EXERCISE:
Rewrite every line from the start of the entries down to the line containing "[[112, 347]]", both included, replacing "example output" with "sample output" and leaving everything else as it is.

#### DATA ENTRIES

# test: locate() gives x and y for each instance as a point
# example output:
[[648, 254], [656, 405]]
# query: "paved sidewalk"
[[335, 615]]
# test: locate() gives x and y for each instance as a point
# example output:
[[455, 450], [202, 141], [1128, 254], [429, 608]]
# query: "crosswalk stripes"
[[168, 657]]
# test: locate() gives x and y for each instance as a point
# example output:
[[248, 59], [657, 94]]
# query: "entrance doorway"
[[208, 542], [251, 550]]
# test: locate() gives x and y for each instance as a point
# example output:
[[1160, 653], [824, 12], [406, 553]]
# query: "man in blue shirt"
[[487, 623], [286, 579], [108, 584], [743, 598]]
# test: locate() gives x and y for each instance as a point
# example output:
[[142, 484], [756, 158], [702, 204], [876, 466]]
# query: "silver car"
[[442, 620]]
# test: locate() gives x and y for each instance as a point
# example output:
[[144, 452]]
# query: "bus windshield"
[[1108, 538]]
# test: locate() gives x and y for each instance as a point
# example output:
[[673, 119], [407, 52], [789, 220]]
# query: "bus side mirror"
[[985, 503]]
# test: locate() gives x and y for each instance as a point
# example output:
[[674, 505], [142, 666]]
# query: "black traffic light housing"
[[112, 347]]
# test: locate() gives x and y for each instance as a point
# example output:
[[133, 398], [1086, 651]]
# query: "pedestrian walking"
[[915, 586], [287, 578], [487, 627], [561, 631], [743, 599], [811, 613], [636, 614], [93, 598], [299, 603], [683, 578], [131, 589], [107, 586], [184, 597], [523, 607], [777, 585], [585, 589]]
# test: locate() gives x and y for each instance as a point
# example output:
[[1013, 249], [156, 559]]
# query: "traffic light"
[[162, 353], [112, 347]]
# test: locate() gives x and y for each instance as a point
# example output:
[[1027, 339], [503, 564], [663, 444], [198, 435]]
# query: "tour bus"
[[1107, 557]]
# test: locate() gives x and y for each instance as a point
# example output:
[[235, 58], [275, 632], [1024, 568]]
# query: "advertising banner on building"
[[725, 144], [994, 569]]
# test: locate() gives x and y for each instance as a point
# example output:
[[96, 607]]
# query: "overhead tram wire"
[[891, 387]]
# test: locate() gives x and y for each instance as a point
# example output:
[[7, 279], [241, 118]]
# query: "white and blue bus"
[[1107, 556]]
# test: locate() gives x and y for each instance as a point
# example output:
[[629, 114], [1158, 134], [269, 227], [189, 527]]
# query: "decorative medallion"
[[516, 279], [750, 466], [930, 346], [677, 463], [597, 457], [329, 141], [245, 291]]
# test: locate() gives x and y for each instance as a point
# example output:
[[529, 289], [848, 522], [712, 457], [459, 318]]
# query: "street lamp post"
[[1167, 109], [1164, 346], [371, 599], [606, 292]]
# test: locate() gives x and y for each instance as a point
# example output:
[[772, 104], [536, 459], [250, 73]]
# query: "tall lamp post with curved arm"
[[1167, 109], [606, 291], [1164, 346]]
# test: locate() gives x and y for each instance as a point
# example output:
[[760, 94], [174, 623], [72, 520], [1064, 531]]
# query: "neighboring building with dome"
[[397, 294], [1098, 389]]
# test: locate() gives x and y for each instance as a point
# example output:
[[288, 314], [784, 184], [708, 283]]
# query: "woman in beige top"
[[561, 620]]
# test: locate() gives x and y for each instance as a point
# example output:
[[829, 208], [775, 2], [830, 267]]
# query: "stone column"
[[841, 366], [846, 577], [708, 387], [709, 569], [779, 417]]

########

CORRECT RESULT:
# test: locate() gives x and y for each instance as a point
# sample output:
[[648, 254], [656, 405]]
# query: "paved sidewalk"
[[335, 615]]
# test: locate() gives x and y for each instance as a point
# sample output:
[[455, 450], [202, 141], [1128, 254], [429, 608]]
# query: "crosswalk stripes"
[[168, 657]]
# test: locate() gives x and y for each instance as a point
# sample output:
[[248, 59], [657, 94]]
# query: "entrance doorway"
[[208, 542], [251, 550]]
# test: locate() gives x and y for each instance as a point
# sample output:
[[1160, 653], [824, 12], [406, 553]]
# query: "man in blue shirt"
[[487, 623], [286, 579], [108, 584], [743, 598]]
# test: locate() gives x and y for each instance as a point
# sample output:
[[142, 484], [756, 158], [702, 204], [876, 466]]
# query: "silver car"
[[442, 620]]
# test: locate() gives x and y for each instance as a point
# sample output:
[[144, 452]]
# query: "bus windshield"
[[1108, 538]]
# test: locate() gives x and y for each instance as a point
# sample output:
[[673, 119], [407, 52], [789, 220]]
# query: "bus side mirror"
[[985, 503]]
# test: locate() gives x and y for each instance as a point
# sample output:
[[674, 505], [142, 666]]
# query: "black traffic light housing"
[[112, 347]]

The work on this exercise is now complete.